__BRIEF__: Render every item below as a numbered list of its lines, leaving out any blank lines.

__GIVEN INFORMATION__:
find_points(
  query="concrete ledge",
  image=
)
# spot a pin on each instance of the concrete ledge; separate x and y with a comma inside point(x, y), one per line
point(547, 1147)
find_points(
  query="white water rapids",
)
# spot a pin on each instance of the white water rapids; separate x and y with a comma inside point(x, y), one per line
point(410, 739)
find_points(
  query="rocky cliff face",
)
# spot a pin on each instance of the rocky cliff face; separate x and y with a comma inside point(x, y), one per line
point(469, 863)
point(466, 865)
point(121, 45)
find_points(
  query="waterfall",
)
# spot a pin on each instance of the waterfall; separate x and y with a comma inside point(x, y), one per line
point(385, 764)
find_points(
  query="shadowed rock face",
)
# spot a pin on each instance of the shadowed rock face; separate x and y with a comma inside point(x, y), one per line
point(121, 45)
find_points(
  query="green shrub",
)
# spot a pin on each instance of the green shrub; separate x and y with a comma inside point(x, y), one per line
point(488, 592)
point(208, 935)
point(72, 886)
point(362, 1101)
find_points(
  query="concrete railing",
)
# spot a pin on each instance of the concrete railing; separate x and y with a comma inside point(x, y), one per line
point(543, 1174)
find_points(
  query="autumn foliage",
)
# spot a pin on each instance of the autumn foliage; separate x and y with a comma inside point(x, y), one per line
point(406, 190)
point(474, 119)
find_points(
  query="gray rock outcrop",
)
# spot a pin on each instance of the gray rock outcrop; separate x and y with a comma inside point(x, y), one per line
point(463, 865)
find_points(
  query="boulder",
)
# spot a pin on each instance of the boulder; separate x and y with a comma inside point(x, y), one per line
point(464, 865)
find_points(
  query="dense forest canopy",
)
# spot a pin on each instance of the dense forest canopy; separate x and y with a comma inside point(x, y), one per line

__SOLUTION TO THIS EXERCISE__:
1. find_points(
2.   query="concrete ledge",
3.   image=
4. )
5. # spot a pin on each instance of the concrete ledge; separate x and y with a comma inside point(x, y), one per line
6. point(547, 1147)
7. find_points(
8.   query="white water rapids",
9. )
10. # spot a pin on each instance of the white water rapids; separate x and y with a comma inside point(x, y), one per line
11. point(410, 739)
12. find_points(
13.   query="rocky cliff face",
14. )
15. # spot a pin on each instance of the rocky cliff face; separate x and y with a comma inside point(x, y), one per line
16. point(469, 863)
17. point(466, 865)
18. point(121, 45)
19. find_points(
20.   query="waterfall",
21. )
22. # spot a pin on each instance of the waterfall; separate x and y with a comma inside point(x, y), one per line
23. point(385, 764)
24. find_points(
25.   query="shadowed rock face",
26. )
27. # spot a pin on each instance of the shadowed rock face; separate x and y with a comma inside point(x, y), one per line
28. point(121, 45)
29. find_points(
30.   query="green shrub",
31. )
32. # spot a pin on each instance of the green shrub; separate x and y with a comma inside point(x, y), one per line
33. point(488, 592)
34. point(208, 935)
35. point(72, 886)
36. point(362, 1101)
37. find_points(
38.   query="concrete railing",
39. )
40. # spot a pin on each instance of the concrete railing; separate x and y with a comma inside point(x, y), one per line
41. point(543, 1174)
42. find_points(
43.   query="autumn foliage",
44. )
45. # spot a pin on each instance of the autumn foliage; separate x and y with a comma inside point(x, y), one per line
46. point(406, 190)
47. point(474, 119)
48. find_points(
49.   query="gray rock outcrop",
50. )
51. # spot a pin on each instance of the gray rock outcrop; separate x and y with a comma inside point(x, y), one per line
52. point(463, 865)
53. find_points(
54.   query="boulder",
55. )
56. # spot a pin on each instance of the boulder; separate x and y with a comma inside point(x, y), one per line
57. point(464, 865)
58. find_points(
59.   query="dense forest canopy",
60. )
61. # spot a pin on each instance of the dense forest canopy; separate x and y with a comma inside point(x, y), one per line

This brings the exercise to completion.